Dataset entries

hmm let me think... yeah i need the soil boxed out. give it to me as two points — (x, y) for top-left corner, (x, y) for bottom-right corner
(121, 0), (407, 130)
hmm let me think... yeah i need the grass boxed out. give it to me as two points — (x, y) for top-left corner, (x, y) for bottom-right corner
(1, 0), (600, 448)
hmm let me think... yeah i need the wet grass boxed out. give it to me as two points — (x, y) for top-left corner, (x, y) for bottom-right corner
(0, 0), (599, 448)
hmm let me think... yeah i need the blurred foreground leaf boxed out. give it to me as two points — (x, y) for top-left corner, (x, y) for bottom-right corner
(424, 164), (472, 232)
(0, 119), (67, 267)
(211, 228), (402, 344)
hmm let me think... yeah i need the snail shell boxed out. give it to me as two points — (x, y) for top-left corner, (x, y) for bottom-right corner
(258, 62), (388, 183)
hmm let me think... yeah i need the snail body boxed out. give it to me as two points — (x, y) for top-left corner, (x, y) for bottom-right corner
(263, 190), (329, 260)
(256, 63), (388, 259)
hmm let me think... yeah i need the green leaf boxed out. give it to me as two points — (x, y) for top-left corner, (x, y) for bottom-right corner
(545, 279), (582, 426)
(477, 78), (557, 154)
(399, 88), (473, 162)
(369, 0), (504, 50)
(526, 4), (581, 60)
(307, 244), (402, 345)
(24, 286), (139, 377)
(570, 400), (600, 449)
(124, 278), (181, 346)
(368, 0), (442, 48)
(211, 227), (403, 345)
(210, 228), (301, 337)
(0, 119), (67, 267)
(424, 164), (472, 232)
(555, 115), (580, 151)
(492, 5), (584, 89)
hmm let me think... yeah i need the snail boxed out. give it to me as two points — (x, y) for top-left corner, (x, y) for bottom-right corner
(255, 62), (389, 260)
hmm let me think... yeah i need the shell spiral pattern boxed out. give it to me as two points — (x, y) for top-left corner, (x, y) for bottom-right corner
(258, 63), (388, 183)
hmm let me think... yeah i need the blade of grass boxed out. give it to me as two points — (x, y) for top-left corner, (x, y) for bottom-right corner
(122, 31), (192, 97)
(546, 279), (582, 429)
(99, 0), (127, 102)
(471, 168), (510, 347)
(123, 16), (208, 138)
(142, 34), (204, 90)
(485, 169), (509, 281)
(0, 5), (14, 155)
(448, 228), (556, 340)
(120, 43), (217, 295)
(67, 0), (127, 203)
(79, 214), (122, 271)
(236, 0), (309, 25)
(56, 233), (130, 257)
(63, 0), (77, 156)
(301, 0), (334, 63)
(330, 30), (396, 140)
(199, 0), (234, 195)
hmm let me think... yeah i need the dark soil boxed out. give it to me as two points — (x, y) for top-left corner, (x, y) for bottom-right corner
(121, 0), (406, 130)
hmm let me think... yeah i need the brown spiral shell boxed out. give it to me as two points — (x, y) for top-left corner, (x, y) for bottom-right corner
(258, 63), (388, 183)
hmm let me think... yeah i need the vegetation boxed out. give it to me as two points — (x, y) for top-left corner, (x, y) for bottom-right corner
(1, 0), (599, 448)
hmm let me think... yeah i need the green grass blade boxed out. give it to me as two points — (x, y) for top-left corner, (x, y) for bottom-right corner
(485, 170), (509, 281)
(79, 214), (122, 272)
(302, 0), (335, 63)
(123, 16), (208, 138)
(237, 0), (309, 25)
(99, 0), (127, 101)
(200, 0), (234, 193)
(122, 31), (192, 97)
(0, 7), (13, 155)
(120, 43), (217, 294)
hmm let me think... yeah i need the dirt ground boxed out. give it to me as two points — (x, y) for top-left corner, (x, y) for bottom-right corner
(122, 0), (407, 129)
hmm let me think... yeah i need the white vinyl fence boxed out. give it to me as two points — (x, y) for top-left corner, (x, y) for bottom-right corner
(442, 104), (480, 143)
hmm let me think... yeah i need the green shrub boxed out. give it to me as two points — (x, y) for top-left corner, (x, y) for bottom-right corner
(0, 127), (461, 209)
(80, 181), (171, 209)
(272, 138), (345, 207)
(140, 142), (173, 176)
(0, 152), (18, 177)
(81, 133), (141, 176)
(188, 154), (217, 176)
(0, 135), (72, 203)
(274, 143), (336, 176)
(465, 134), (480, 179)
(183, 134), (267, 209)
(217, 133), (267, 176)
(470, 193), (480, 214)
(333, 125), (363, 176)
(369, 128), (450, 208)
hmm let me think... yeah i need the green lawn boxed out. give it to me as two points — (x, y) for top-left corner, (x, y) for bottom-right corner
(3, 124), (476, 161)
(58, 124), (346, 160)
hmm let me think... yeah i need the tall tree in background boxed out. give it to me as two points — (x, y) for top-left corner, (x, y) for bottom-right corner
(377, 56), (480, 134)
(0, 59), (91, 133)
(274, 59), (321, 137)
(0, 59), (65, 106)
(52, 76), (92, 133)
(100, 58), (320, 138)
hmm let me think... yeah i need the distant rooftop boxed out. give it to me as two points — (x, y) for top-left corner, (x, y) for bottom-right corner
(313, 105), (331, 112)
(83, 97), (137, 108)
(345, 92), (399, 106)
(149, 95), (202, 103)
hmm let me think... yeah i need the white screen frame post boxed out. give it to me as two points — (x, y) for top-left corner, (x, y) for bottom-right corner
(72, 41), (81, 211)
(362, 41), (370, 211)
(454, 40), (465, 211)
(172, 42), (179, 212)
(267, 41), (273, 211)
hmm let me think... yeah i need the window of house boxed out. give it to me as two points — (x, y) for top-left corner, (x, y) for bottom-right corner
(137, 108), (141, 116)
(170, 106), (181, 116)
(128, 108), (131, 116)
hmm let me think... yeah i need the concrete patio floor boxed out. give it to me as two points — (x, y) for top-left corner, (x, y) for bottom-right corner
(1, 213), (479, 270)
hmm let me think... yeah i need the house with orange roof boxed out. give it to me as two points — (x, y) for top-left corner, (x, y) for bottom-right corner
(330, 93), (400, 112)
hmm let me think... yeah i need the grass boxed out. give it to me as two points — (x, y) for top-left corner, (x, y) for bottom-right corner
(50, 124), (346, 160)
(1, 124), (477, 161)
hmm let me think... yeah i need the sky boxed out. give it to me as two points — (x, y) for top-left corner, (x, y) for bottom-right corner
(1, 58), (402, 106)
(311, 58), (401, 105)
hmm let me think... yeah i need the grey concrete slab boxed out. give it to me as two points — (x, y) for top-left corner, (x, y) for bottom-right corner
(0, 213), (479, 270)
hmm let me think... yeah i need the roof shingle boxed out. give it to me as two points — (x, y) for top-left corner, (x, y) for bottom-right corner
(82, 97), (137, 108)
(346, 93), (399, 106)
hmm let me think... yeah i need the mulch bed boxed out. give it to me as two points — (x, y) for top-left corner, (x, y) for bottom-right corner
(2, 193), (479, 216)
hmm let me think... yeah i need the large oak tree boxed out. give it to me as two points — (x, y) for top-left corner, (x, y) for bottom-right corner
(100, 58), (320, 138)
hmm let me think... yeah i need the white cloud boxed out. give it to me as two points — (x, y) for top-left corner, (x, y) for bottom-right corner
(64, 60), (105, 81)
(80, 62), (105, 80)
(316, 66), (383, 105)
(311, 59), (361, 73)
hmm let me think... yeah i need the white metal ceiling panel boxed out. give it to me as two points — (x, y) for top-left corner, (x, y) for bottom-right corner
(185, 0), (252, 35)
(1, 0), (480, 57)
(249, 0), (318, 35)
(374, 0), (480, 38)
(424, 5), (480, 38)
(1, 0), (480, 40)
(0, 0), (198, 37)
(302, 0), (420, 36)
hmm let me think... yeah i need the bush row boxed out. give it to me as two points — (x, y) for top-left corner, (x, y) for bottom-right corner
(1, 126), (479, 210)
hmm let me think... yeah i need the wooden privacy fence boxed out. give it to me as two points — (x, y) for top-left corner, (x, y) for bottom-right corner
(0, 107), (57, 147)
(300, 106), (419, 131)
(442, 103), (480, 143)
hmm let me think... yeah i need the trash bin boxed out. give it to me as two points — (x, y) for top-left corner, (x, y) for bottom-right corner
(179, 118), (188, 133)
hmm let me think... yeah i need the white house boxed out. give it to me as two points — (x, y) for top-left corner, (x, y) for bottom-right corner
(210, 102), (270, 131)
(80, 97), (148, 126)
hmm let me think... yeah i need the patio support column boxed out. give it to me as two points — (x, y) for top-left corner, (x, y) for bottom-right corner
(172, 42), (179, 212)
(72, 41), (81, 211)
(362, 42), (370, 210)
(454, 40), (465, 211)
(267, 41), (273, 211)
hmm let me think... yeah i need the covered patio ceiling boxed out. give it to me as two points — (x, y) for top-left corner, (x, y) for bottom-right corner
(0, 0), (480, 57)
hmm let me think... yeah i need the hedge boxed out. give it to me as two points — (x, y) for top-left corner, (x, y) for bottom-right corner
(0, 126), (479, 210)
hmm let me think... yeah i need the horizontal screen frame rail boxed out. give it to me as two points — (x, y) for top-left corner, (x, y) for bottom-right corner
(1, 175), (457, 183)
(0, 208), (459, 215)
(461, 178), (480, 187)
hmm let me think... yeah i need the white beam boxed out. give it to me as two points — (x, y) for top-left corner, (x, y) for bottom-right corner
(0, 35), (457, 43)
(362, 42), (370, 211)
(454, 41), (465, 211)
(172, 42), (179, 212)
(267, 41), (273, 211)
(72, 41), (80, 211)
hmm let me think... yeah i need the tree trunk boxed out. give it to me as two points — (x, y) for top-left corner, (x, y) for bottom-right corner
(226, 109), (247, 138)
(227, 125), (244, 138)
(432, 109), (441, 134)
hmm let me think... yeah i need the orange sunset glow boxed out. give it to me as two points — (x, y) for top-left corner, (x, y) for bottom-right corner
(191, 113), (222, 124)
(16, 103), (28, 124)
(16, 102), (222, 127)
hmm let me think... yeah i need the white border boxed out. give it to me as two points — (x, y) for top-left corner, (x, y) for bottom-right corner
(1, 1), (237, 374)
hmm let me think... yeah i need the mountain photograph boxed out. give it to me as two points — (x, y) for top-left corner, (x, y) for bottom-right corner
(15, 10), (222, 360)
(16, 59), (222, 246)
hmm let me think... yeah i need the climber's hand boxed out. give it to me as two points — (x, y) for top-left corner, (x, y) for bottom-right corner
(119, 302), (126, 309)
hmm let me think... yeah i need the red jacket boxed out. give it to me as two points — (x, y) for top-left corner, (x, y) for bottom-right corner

GOAL OF THE EXERCISE
Please print exactly the lines from the one containing "hmm let me think... yeah i need the mountain" through the last line of the records, both included, and nothing else.

EXERCISE RESULT
hmm let me think... yeah i need the mountain photograph boxed out. give it to me as two points — (x, y) for top-left corner, (x, y) for bottom-right corner
(15, 10), (222, 360)
(16, 59), (222, 246)
hmm let me think... yeah i need the climber's hand boxed out. give it to me as two points — (x, y) for top-left corner, (x, y) for bottom-right corner
(119, 302), (126, 309)
hmm let me think... yeah i need the red jacket boxed out. give it to me as two points — (x, y) for top-left corner, (x, y) for bottom-right corner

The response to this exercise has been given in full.